**Given instruction:** Locate every line in the data below that contains the word "rear", and copy each of those lines in full.

[Stored entries]

-------

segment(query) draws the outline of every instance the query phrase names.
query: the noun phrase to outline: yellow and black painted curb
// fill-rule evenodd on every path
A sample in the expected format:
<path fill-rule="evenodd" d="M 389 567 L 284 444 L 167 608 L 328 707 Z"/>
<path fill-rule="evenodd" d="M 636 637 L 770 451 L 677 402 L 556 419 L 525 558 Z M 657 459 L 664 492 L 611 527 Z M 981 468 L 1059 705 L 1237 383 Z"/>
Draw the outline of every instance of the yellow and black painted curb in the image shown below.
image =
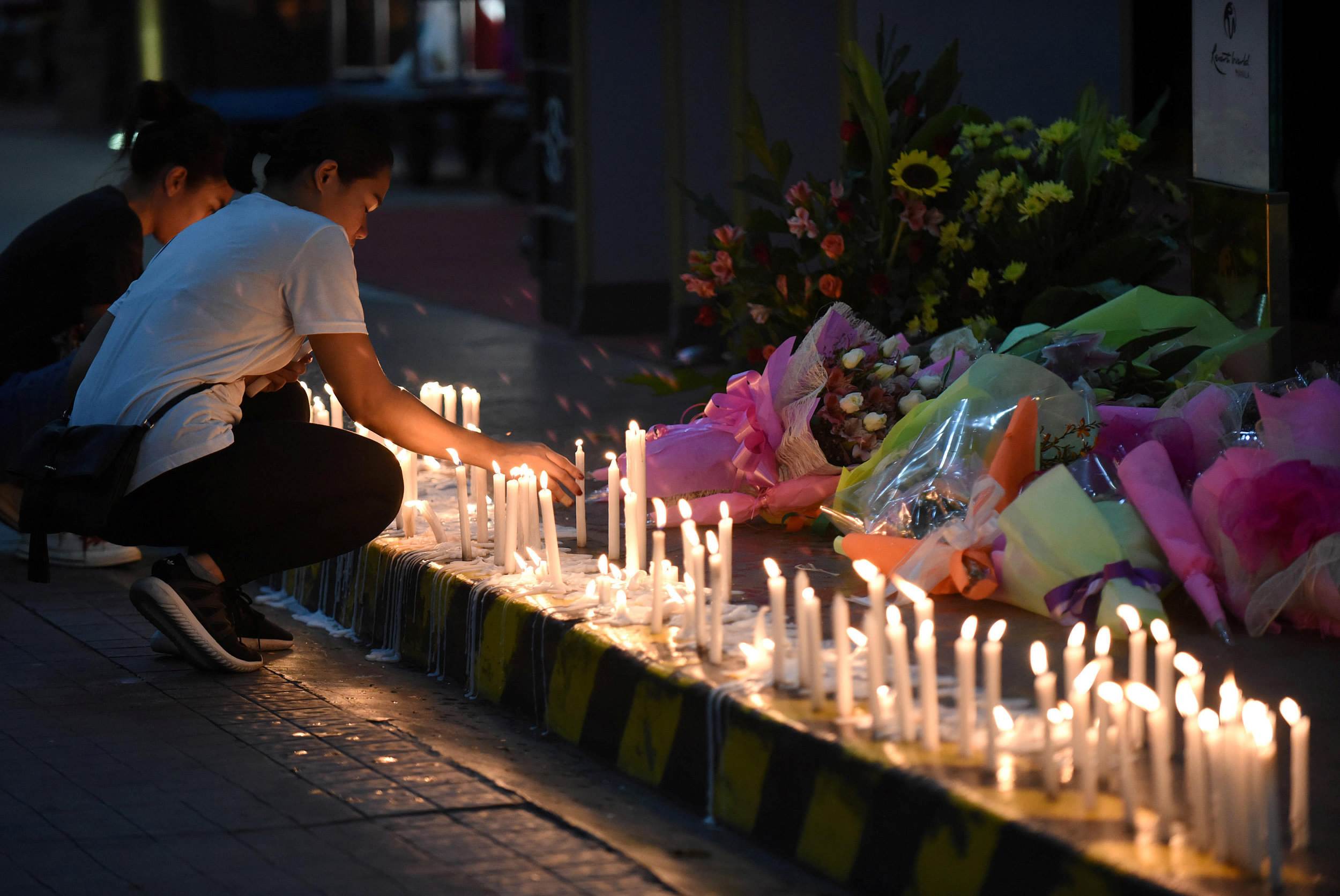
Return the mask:
<path fill-rule="evenodd" d="M 284 589 L 401 659 L 469 680 L 712 817 L 871 893 L 1162 893 L 1162 885 L 941 781 L 646 660 L 580 621 L 474 588 L 391 540 L 284 573 Z M 473 592 L 473 599 L 472 599 Z M 473 607 L 470 604 L 474 604 Z M 469 636 L 468 636 L 469 635 Z M 472 636 L 472 638 L 470 638 Z M 470 643 L 473 642 L 473 644 Z"/>

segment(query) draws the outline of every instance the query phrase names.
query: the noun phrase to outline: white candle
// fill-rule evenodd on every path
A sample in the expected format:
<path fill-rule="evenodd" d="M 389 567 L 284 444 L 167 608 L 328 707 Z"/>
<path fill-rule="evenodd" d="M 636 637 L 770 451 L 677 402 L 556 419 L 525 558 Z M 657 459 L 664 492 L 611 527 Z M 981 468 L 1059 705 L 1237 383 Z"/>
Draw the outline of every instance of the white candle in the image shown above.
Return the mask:
<path fill-rule="evenodd" d="M 559 528 L 553 524 L 553 493 L 549 474 L 540 473 L 540 513 L 544 516 L 544 552 L 549 563 L 549 584 L 563 588 L 563 554 L 559 552 Z"/>
<path fill-rule="evenodd" d="M 623 494 L 622 477 L 619 474 L 619 458 L 614 451 L 606 451 L 610 459 L 610 544 L 606 553 L 610 560 L 619 558 L 619 496 Z"/>
<path fill-rule="evenodd" d="M 1311 840 L 1308 822 L 1308 738 L 1312 719 L 1302 715 L 1297 700 L 1280 702 L 1280 715 L 1289 725 L 1289 830 L 1290 845 L 1306 849 Z"/>
<path fill-rule="evenodd" d="M 574 463 L 578 467 L 578 473 L 586 475 L 586 449 L 582 447 L 582 439 L 578 439 L 578 453 Z M 586 548 L 586 486 L 580 479 L 578 479 L 578 485 L 582 486 L 582 494 L 576 496 L 578 546 Z M 661 631 L 661 627 L 658 625 L 653 631 Z"/>
<path fill-rule="evenodd" d="M 651 533 L 651 633 L 661 633 L 663 621 L 665 576 L 666 576 L 666 502 L 653 498 L 657 512 L 657 530 Z"/>
<path fill-rule="evenodd" d="M 963 620 L 954 642 L 954 670 L 958 675 L 958 755 L 966 758 L 973 751 L 977 727 L 977 616 Z"/>
<path fill-rule="evenodd" d="M 838 718 L 850 719 L 854 708 L 851 682 L 851 636 L 847 633 L 847 629 L 851 625 L 851 613 L 847 609 L 847 599 L 840 593 L 833 595 L 832 624 L 835 656 L 833 700 L 838 703 Z"/>
<path fill-rule="evenodd" d="M 917 717 L 913 713 L 913 672 L 909 662 L 907 625 L 903 624 L 903 613 L 898 607 L 888 607 L 884 611 L 888 621 L 888 644 L 894 658 L 894 687 L 898 691 L 898 737 L 904 743 L 917 737 Z"/>
<path fill-rule="evenodd" d="M 922 746 L 939 750 L 939 692 L 935 674 L 935 623 L 923 620 L 917 629 L 917 675 L 921 679 Z"/>
<path fill-rule="evenodd" d="M 461 524 L 461 560 L 473 560 L 474 552 L 470 549 L 470 512 L 465 501 L 465 467 L 461 465 L 461 455 L 456 449 L 446 449 L 456 465 L 456 510 Z"/>
<path fill-rule="evenodd" d="M 1043 642 L 1033 642 L 1028 659 L 1033 667 L 1033 699 L 1037 703 L 1037 713 L 1043 718 L 1043 788 L 1047 790 L 1047 796 L 1055 797 L 1059 779 L 1049 714 L 1056 708 L 1056 672 L 1048 668 L 1047 646 Z"/>
<path fill-rule="evenodd" d="M 503 541 L 503 572 L 508 575 L 516 572 L 516 534 L 521 521 L 520 489 L 521 483 L 516 479 L 507 481 L 507 512 L 504 514 L 507 528 L 503 530 L 505 533 Z"/>
<path fill-rule="evenodd" d="M 768 607 L 772 611 L 772 684 L 781 687 L 791 647 L 791 639 L 787 638 L 787 580 L 772 557 L 764 560 L 762 565 L 768 572 Z"/>
<path fill-rule="evenodd" d="M 331 426 L 338 430 L 344 429 L 344 406 L 339 403 L 339 398 L 335 395 L 335 390 L 331 388 L 330 383 L 326 383 L 326 395 L 331 399 Z"/>
<path fill-rule="evenodd" d="M 1154 636 L 1154 692 L 1159 695 L 1159 704 L 1171 710 L 1172 656 L 1177 654 L 1177 640 L 1168 635 L 1168 624 L 1162 619 L 1150 623 L 1150 635 Z"/>

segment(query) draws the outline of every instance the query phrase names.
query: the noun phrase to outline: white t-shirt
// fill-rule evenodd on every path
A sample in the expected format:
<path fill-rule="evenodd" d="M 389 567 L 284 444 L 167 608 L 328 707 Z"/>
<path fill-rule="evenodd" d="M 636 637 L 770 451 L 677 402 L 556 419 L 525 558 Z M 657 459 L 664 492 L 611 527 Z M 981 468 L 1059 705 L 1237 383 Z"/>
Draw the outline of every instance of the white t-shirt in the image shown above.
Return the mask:
<path fill-rule="evenodd" d="M 109 311 L 71 423 L 142 423 L 218 383 L 149 431 L 130 489 L 232 445 L 244 376 L 299 358 L 311 333 L 367 332 L 344 229 L 260 193 L 177 234 Z"/>

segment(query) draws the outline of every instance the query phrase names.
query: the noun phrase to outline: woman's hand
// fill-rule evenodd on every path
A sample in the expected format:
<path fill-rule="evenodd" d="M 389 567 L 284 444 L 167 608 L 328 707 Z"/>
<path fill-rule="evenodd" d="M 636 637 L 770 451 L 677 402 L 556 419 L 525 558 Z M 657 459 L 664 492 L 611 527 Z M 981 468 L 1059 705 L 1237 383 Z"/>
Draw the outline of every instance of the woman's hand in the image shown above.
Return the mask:
<path fill-rule="evenodd" d="M 561 454 L 549 450 L 539 442 L 498 442 L 498 466 L 507 473 L 512 467 L 525 465 L 539 475 L 541 471 L 549 474 L 549 488 L 555 483 L 563 486 L 557 490 L 557 498 L 565 508 L 572 506 L 568 494 L 582 494 L 582 473 Z"/>
<path fill-rule="evenodd" d="M 252 376 L 243 376 L 243 382 L 251 386 L 257 379 L 269 380 L 265 387 L 260 391 L 263 392 L 277 392 L 289 383 L 296 383 L 297 379 L 307 372 L 307 366 L 312 363 L 311 355 L 303 355 L 296 360 L 291 360 L 279 370 L 271 371 L 268 374 L 259 374 Z"/>

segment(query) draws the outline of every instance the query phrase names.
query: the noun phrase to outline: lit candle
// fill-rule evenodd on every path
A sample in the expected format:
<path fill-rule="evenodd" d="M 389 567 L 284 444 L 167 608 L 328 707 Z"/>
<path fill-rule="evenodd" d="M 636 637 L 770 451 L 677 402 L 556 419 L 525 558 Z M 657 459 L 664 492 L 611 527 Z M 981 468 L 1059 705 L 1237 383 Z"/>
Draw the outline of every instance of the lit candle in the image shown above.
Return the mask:
<path fill-rule="evenodd" d="M 461 522 L 461 560 L 473 560 L 474 552 L 470 549 L 470 512 L 465 504 L 465 467 L 461 465 L 461 455 L 456 449 L 446 449 L 456 465 L 456 510 Z"/>
<path fill-rule="evenodd" d="M 884 611 L 888 620 L 888 643 L 894 658 L 894 687 L 898 691 L 898 737 L 906 743 L 917 737 L 917 717 L 913 713 L 913 672 L 909 662 L 907 625 L 898 607 Z"/>
<path fill-rule="evenodd" d="M 805 613 L 805 658 L 809 660 L 809 668 L 805 670 L 805 678 L 809 682 L 809 707 L 812 710 L 820 710 L 824 706 L 824 659 L 823 659 L 823 639 L 821 639 L 821 625 L 819 623 L 819 599 L 815 597 L 813 588 L 805 588 L 805 592 L 800 596 L 800 604 Z"/>
<path fill-rule="evenodd" d="M 665 575 L 666 575 L 666 502 L 653 498 L 657 512 L 657 530 L 651 533 L 651 633 L 661 633 L 665 615 Z"/>
<path fill-rule="evenodd" d="M 958 674 L 958 755 L 973 751 L 977 727 L 977 616 L 963 620 L 954 642 L 954 670 Z"/>
<path fill-rule="evenodd" d="M 330 388 L 330 383 L 326 384 L 326 388 Z M 419 400 L 427 410 L 438 417 L 442 415 L 442 386 L 440 383 L 429 380 L 419 386 Z"/>
<path fill-rule="evenodd" d="M 628 569 L 628 576 L 632 576 L 635 571 L 642 569 L 642 554 L 638 553 L 638 538 L 634 532 L 636 528 L 634 521 L 638 516 L 638 496 L 632 493 L 632 486 L 628 483 L 628 479 L 620 481 L 619 488 L 623 489 L 623 517 L 627 521 L 627 525 L 632 526 L 632 529 L 626 532 L 628 544 L 624 545 L 624 565 Z"/>
<path fill-rule="evenodd" d="M 1075 676 L 1075 687 L 1071 688 L 1071 708 L 1075 710 L 1075 721 L 1071 723 L 1071 751 L 1075 754 L 1075 769 L 1080 775 L 1085 809 L 1092 809 L 1097 800 L 1097 770 L 1101 765 L 1097 737 L 1089 731 L 1089 691 L 1097 680 L 1097 660 L 1088 663 Z"/>
<path fill-rule="evenodd" d="M 1135 828 L 1135 785 L 1131 774 L 1130 704 L 1126 692 L 1116 682 L 1103 682 L 1097 686 L 1097 696 L 1107 706 L 1107 714 L 1116 729 L 1116 778 L 1122 793 L 1122 816 L 1126 826 Z"/>
<path fill-rule="evenodd" d="M 1308 822 L 1308 738 L 1312 719 L 1302 714 L 1298 702 L 1286 696 L 1280 702 L 1280 717 L 1289 725 L 1289 830 L 1290 845 L 1306 849 Z"/>
<path fill-rule="evenodd" d="M 1154 636 L 1154 692 L 1159 695 L 1163 708 L 1172 707 L 1172 656 L 1177 654 L 1177 640 L 1168 635 L 1168 624 L 1162 619 L 1150 623 Z"/>
<path fill-rule="evenodd" d="M 847 609 L 847 599 L 840 593 L 833 595 L 832 624 L 835 656 L 833 700 L 838 703 L 838 718 L 850 719 L 854 708 L 851 683 L 851 636 L 847 632 L 851 627 L 851 613 Z"/>
<path fill-rule="evenodd" d="M 1130 632 L 1126 639 L 1126 652 L 1130 658 L 1130 667 L 1126 678 L 1144 684 L 1147 680 L 1147 660 L 1144 659 L 1147 632 L 1140 627 L 1140 613 L 1131 604 L 1122 604 L 1116 608 L 1116 615 L 1122 617 L 1122 621 L 1126 623 L 1127 632 Z M 1140 745 L 1144 743 L 1144 715 L 1139 707 L 1130 706 L 1127 708 L 1126 723 L 1131 737 L 1131 749 L 1139 749 Z"/>
<path fill-rule="evenodd" d="M 1171 668 L 1171 658 L 1168 658 L 1168 668 Z M 1172 822 L 1172 725 L 1168 717 L 1168 707 L 1163 706 L 1158 694 L 1139 682 L 1126 686 L 1126 696 L 1144 710 L 1144 715 L 1150 723 L 1150 763 L 1154 766 L 1154 809 L 1159 813 L 1158 836 L 1160 840 L 1166 840 Z"/>
<path fill-rule="evenodd" d="M 762 561 L 768 572 L 768 607 L 772 611 L 772 684 L 781 687 L 791 639 L 787 638 L 787 579 L 772 557 Z"/>
<path fill-rule="evenodd" d="M 574 463 L 578 467 L 578 473 L 586 475 L 586 449 L 582 447 L 582 439 L 578 439 L 578 453 Z M 582 485 L 580 479 L 578 485 Z M 586 488 L 582 489 L 582 494 L 576 496 L 576 510 L 578 510 L 578 546 L 586 548 Z M 653 632 L 661 631 L 657 625 L 651 629 Z"/>
<path fill-rule="evenodd" d="M 1056 774 L 1056 749 L 1052 746 L 1052 725 L 1048 715 L 1056 708 L 1056 672 L 1048 668 L 1047 646 L 1043 642 L 1033 642 L 1028 651 L 1029 664 L 1033 667 L 1033 699 L 1037 702 L 1037 713 L 1043 717 L 1043 786 L 1047 796 L 1055 797 L 1059 783 Z M 992 758 L 988 757 L 988 763 Z"/>
<path fill-rule="evenodd" d="M 1201 733 L 1201 704 L 1191 683 L 1182 679 L 1177 683 L 1177 711 L 1182 715 L 1182 738 L 1186 743 L 1185 774 L 1186 804 L 1190 806 L 1191 838 L 1205 844 L 1205 832 L 1210 821 L 1210 806 L 1205 800 L 1205 738 Z"/>
<path fill-rule="evenodd" d="M 1001 702 L 1001 639 L 1005 638 L 1005 620 L 997 619 L 986 629 L 986 643 L 982 644 L 982 686 L 986 690 L 986 706 Z"/>
<path fill-rule="evenodd" d="M 540 473 L 540 513 L 544 516 L 544 552 L 549 561 L 549 583 L 563 588 L 563 554 L 559 553 L 559 528 L 553 525 L 553 493 L 549 474 Z"/>
<path fill-rule="evenodd" d="M 939 692 L 935 675 L 935 623 L 926 619 L 917 629 L 917 675 L 921 679 L 922 746 L 939 750 Z"/>
<path fill-rule="evenodd" d="M 619 494 L 623 489 L 620 488 L 622 477 L 619 474 L 619 458 L 614 451 L 606 451 L 604 457 L 610 461 L 610 545 L 606 553 L 610 554 L 610 560 L 619 558 Z"/>
<path fill-rule="evenodd" d="M 446 418 L 448 423 L 456 422 L 456 386 L 442 387 L 442 417 Z"/>
<path fill-rule="evenodd" d="M 507 529 L 504 529 L 503 572 L 512 575 L 516 572 L 516 536 L 521 522 L 521 483 L 517 479 L 507 481 L 507 512 L 504 514 Z"/>
<path fill-rule="evenodd" d="M 335 395 L 335 390 L 331 388 L 330 383 L 326 383 L 326 395 L 331 399 L 331 426 L 338 430 L 344 429 L 344 406 L 339 403 L 339 398 Z"/>

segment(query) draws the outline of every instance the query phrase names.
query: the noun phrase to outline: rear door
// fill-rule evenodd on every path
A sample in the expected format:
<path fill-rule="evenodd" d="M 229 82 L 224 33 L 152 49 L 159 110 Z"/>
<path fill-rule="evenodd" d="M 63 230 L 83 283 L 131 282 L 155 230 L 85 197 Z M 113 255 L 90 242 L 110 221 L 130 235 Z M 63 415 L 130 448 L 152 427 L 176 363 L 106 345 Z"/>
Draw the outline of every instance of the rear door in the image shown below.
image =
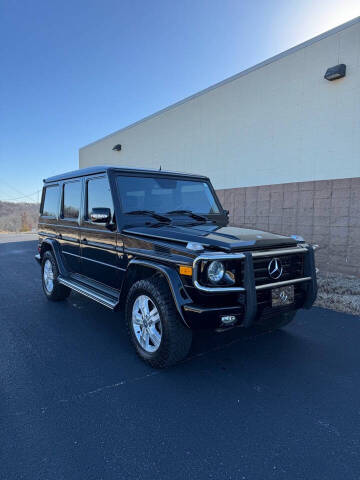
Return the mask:
<path fill-rule="evenodd" d="M 93 208 L 110 208 L 112 224 L 115 223 L 107 175 L 88 177 L 85 180 L 84 214 L 81 224 L 81 273 L 110 287 L 119 287 L 120 268 L 116 252 L 116 231 L 109 226 L 93 223 Z"/>
<path fill-rule="evenodd" d="M 82 179 L 65 181 L 62 185 L 58 238 L 63 261 L 71 273 L 80 273 L 80 213 Z"/>

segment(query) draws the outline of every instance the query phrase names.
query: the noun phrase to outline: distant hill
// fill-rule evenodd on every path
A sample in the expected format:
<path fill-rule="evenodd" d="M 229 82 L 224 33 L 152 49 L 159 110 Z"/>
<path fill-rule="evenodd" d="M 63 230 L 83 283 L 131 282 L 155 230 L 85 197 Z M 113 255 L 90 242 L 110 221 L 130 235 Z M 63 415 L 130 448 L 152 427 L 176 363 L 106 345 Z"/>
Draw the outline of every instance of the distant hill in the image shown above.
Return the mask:
<path fill-rule="evenodd" d="M 0 201 L 0 232 L 29 232 L 37 228 L 38 203 Z"/>

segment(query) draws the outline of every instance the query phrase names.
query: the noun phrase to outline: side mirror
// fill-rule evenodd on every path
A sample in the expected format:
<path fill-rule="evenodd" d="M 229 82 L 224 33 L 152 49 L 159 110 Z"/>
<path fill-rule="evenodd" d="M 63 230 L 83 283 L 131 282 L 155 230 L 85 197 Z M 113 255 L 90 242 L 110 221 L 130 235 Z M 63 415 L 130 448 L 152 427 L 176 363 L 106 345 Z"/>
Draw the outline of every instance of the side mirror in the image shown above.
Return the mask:
<path fill-rule="evenodd" d="M 110 208 L 93 208 L 90 213 L 90 220 L 94 223 L 110 223 L 111 210 Z"/>

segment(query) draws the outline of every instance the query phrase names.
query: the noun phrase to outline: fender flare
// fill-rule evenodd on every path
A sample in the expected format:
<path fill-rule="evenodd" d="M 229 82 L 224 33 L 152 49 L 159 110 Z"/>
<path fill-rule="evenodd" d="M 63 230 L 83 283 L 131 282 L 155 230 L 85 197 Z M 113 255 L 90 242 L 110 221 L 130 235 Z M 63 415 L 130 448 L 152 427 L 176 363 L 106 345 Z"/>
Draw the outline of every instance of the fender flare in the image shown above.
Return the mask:
<path fill-rule="evenodd" d="M 45 238 L 45 240 L 43 240 L 42 243 L 41 243 L 41 253 L 40 253 L 41 258 L 44 255 L 44 246 L 45 245 L 50 247 L 50 250 L 52 251 L 52 253 L 54 255 L 60 275 L 66 277 L 68 275 L 68 272 L 67 272 L 67 270 L 65 268 L 65 265 L 64 265 L 64 262 L 62 261 L 62 258 L 61 258 L 59 243 L 56 240 L 53 240 L 52 238 Z M 48 250 L 48 248 L 47 248 L 47 250 Z"/>
<path fill-rule="evenodd" d="M 179 315 L 180 315 L 183 323 L 187 327 L 189 327 L 189 325 L 186 323 L 186 320 L 184 318 L 182 307 L 184 305 L 187 305 L 188 303 L 192 303 L 192 300 L 188 296 L 188 294 L 186 293 L 185 287 L 184 287 L 184 285 L 181 281 L 181 278 L 180 278 L 179 274 L 176 272 L 176 270 L 174 270 L 173 268 L 171 268 L 167 265 L 162 265 L 160 263 L 152 262 L 152 261 L 149 261 L 149 260 L 140 260 L 140 259 L 134 258 L 134 259 L 130 260 L 130 262 L 129 262 L 127 273 L 129 272 L 129 270 L 131 271 L 131 267 L 134 266 L 134 265 L 140 265 L 140 266 L 144 266 L 144 267 L 147 267 L 147 268 L 152 268 L 153 270 L 155 270 L 157 272 L 160 272 L 164 276 L 165 280 L 167 281 L 167 283 L 169 285 L 169 289 L 170 289 L 171 295 L 173 297 L 176 309 L 179 312 Z M 184 293 L 184 296 L 181 295 L 181 292 Z"/>

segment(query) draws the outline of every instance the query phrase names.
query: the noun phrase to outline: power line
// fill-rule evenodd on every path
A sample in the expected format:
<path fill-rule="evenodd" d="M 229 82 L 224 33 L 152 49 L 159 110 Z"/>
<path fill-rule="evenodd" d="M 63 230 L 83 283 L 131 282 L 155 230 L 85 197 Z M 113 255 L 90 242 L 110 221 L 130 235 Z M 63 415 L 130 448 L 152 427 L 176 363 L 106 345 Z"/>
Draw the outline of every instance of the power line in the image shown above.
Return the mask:
<path fill-rule="evenodd" d="M 15 202 L 16 200 L 21 200 L 22 198 L 29 198 L 29 197 L 34 197 L 35 195 L 39 195 L 40 191 L 41 190 L 36 190 L 36 192 L 29 193 L 28 195 L 22 195 L 21 197 L 16 197 L 16 198 L 7 198 L 7 199 L 1 200 L 1 201 L 2 202 Z M 33 200 L 34 200 L 34 198 L 33 198 Z"/>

-------

**Reply to the task:**
query: the noun phrase to outline: rear door
Draw the outline of every instance of the rear door in the image shown below.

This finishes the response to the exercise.